(Point labeling dataset excerpts)
= = = = =

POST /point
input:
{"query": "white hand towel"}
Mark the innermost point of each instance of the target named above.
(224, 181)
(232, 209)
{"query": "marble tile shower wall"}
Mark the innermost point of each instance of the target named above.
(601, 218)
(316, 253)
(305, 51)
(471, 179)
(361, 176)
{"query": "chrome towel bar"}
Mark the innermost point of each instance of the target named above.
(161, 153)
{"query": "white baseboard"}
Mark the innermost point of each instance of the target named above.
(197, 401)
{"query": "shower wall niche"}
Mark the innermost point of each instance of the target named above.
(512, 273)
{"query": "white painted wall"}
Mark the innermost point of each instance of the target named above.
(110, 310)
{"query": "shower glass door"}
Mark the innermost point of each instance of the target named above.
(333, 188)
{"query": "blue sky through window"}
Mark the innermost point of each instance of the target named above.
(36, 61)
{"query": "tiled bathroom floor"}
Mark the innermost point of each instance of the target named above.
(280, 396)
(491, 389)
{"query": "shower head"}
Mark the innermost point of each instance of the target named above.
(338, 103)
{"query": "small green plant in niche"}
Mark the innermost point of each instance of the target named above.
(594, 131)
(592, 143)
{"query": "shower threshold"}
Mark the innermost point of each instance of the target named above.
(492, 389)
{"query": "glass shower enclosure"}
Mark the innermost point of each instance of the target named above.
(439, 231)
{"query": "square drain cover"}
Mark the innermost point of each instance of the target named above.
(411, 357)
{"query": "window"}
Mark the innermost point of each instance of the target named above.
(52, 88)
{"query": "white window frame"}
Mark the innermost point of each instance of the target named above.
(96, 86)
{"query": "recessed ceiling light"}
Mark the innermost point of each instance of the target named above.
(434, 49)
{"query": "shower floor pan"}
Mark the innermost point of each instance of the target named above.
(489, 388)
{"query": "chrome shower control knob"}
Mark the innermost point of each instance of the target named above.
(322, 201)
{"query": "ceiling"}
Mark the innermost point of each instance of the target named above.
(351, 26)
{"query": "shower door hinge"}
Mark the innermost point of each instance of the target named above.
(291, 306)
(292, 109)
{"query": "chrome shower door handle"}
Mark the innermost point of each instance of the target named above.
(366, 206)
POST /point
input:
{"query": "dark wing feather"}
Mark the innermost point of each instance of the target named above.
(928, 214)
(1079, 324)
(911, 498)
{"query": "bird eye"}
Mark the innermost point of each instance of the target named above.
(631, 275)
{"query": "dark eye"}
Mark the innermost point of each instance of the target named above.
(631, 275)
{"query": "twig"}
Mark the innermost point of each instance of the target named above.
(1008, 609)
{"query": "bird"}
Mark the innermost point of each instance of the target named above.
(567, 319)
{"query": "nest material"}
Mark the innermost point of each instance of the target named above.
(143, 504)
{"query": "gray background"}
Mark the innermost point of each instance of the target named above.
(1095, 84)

= = = = =

■ **TASK TO CARRY OUT**:
Nothing in the listing may be changed; retype it all exactly.

■ **SOLUTION**:
POST /point
input:
{"query": "white hand towel"}
Mark the innermost point of each instance of the target named above.
(224, 181)
(232, 209)
{"query": "marble tile shower wall"}
Mark the innermost point of each instance of the target named above.
(601, 218)
(316, 253)
(305, 51)
(471, 179)
(361, 176)
{"query": "chrome towel bar"}
Mark the innermost point of each instance of the target named above.
(161, 153)
{"query": "white baseboard"}
Mark the innermost point of each instance of the target named above.
(197, 401)
{"query": "shower wall niche"}
Mark the innermost point of each instance of the target named above.
(512, 273)
{"query": "white painted wall"}
Mark the innermost point of each instance of the target named above.
(110, 310)
{"query": "shower glass door"}
Mark the innermost point of each instance of the target named above.
(333, 188)
{"query": "blue sky through window"}
Mark the innermost point of each instance of the target named above.
(36, 61)
{"query": "tiled bathroom floor"}
Mark the innermost point of each instance of the target named above.
(280, 396)
(491, 389)
{"query": "shower head"}
Mark the innermost point of each instance of the target named above.
(338, 103)
{"query": "small green plant in niche"}
Mark the innermost point of each instance of the target named above.
(594, 131)
(592, 143)
{"query": "shower threshold"}
Mark the innermost point of each instance of the target named above.
(492, 389)
{"query": "glass shower enclosure"}
Mark the innermost point of each instance of the target named above.
(439, 231)
{"query": "square drain cover"}
Mark the innermost point of each instance of the target named above.
(411, 357)
{"query": "window"}
Mark the innermost point of each instance of the target named above.
(52, 88)
{"query": "white window frame"}
Mark the innermost point of each instance of the target named above.
(96, 86)
{"query": "recessed ceiling light"}
Mark the innermost point of each instance of the target named above.
(434, 49)
{"query": "shower floor pan"}
Mark the innermost point of each instance of the target named above.
(489, 388)
{"query": "chrome shower control knob"}
Mark the innermost point of each instance of the target named above.
(322, 201)
{"query": "ceiling"}
Mark the innermost point of each instance of the target named above.
(351, 26)
{"query": "shower door hinge"}
Mark the innermost point of each instance of the target named above.
(291, 306)
(292, 109)
{"query": "chrome shower door handle"}
Mark the innermost point of each instance of the target named above.
(366, 206)
POST /point
input:
{"query": "dark wing feather"}
Mark the innermost point of each instance of the target named above.
(928, 214)
(1079, 324)
(911, 498)
{"query": "bird eye"}
Mark the innermost point of each instance of the target named above.
(631, 275)
{"query": "dark eye"}
Mark the innermost point of each instance of the target named above.
(631, 275)
{"query": "twig"}
Mark the innermost point of each instance of the target named above.
(1008, 609)
{"query": "bird"}
Mark the innermost point of each instance of the target named above.
(567, 319)
{"query": "nest material"}
Mark the innermost point of each instance of the target named above.
(143, 504)
{"query": "gray background"}
Mark the innermost point of each instance of the target named above.
(1095, 84)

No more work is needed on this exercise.